▶ [WRITTEN EXERCISE 1] Reproduce the passage on the Palmer Museum exhibitions word for word, starting with the words "From Sunday, March" and ending with "and Alan Gussow.".

From Wednesday, February 10, to Sunday, June 6, the Palmer Museum will feature “Field Language: The Painting and Poetry of Warren and Jane Rohrer.” This exhibit displays the art of a married couple, Warren and Jane Rohrer, who share a background with Mennonite farm families.

Warren’s paintings feature cultivated fields of southcentral Pennsylvania. Meanwhile, Jane’s poems feature a modern look into her experience with traditional agricultural life.

During this time frame, there will also be a virtual exhibition, “Pennsylvania Scenery: Early Landscape Prints from the Tavern Collection.” The “Tavern Collection” by John C. O’Connor and Ralph M. Yeager’s were originally decorations at the Tavern in downtown State College.

“Tavern Collection” is influenced by early 19th-century literary journals and publications that commemorated American landscapes. They were gifted to the Palmer Museum roughly 35 years ago. The virtual exhibition can be viewed here.

From Wednesday, February 10 to Sunday, May 9, a display titled “The Wit and Whimsy of Lucille Corcos” will be shown. It will exhibit Lucille Corcos’s watercolor paintings that were pivotal to her career from the 1930s to the 1950s. This will be the museum’s first exhibition devoted to Corcos in 22 years.

From Sunday, March 28, to Sunday, July 11, the museum will showcase art from the Palmer Museum’s permanent collection and the Philadelphia Museum of Art’s collection. The art on display will be Warren Rohrer and Alma Thomas’s works about the natural world, as well as works by Norman Lewis, Leonard Nelson, Mark Tobey, Henry Pearson, and Alan Gussow.

▶ [DATA FOR THIS EXERCISE]

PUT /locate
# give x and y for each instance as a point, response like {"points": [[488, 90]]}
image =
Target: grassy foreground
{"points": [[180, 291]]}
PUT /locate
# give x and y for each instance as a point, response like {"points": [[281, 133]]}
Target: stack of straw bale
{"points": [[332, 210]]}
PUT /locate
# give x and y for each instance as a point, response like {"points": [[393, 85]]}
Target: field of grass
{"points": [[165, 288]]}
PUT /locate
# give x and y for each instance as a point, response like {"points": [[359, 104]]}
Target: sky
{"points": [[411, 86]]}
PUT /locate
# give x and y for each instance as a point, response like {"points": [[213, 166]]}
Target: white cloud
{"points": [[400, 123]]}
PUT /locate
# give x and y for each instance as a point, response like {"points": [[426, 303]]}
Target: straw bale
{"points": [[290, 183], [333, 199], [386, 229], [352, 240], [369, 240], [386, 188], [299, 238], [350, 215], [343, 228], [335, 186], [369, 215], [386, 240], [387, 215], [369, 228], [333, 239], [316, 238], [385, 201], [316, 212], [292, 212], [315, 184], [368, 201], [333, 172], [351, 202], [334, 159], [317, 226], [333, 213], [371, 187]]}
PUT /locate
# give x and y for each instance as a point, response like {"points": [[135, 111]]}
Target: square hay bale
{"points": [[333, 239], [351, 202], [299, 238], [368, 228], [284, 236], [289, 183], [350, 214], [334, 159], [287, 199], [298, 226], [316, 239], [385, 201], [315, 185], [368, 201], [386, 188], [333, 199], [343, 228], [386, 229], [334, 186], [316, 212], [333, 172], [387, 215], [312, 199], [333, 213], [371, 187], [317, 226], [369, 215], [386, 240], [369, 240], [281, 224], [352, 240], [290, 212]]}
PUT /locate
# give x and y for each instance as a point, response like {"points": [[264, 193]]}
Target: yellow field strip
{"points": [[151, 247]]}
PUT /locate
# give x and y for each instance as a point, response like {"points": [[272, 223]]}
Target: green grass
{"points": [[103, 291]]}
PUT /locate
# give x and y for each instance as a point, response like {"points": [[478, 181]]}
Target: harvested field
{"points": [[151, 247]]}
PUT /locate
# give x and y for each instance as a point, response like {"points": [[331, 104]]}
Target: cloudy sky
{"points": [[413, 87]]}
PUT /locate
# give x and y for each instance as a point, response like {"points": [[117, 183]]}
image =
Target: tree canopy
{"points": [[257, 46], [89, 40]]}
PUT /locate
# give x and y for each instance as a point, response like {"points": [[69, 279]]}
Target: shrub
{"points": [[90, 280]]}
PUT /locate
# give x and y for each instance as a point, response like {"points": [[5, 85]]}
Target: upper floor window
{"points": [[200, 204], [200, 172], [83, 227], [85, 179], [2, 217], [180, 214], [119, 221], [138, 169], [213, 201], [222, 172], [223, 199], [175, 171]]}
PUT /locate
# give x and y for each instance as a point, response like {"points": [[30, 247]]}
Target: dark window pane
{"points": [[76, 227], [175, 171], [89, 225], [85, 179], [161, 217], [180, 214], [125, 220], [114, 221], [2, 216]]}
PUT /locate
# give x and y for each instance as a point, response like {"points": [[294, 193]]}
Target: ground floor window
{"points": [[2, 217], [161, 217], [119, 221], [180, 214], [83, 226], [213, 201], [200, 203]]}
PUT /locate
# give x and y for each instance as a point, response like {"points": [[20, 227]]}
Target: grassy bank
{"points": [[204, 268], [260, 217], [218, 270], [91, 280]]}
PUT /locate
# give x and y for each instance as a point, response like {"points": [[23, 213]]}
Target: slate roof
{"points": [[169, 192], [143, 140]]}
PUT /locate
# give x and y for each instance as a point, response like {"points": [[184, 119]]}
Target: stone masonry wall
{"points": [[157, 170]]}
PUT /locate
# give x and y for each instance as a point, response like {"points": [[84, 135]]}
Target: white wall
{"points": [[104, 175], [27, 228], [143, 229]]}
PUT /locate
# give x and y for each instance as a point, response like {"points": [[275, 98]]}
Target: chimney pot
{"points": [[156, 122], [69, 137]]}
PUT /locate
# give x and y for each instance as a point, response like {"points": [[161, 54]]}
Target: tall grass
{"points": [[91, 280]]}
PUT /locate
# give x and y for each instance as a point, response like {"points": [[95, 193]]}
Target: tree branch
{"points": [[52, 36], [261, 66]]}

▶ [WRITTEN EXERCISE 2] Gather every line in the records that contains the string "field".

▶ [RESULT 1]
From Sunday, March 28, to Sunday, July 11, the museum will showcase art from the Palmer Museum’s permanent collection and the Philadelphia Museum of Art’s collection. The art on display will be Warren Rohrer and Alma Thomas’s works about the natural world, as well as works by Norman Lewis, Leonard Nelson, Mark Tobey, Henry Pearson, and Alan Gussow.

▶ [RESULT 2]
Target: field of grass
Target: yellow field strip
Target: harvested field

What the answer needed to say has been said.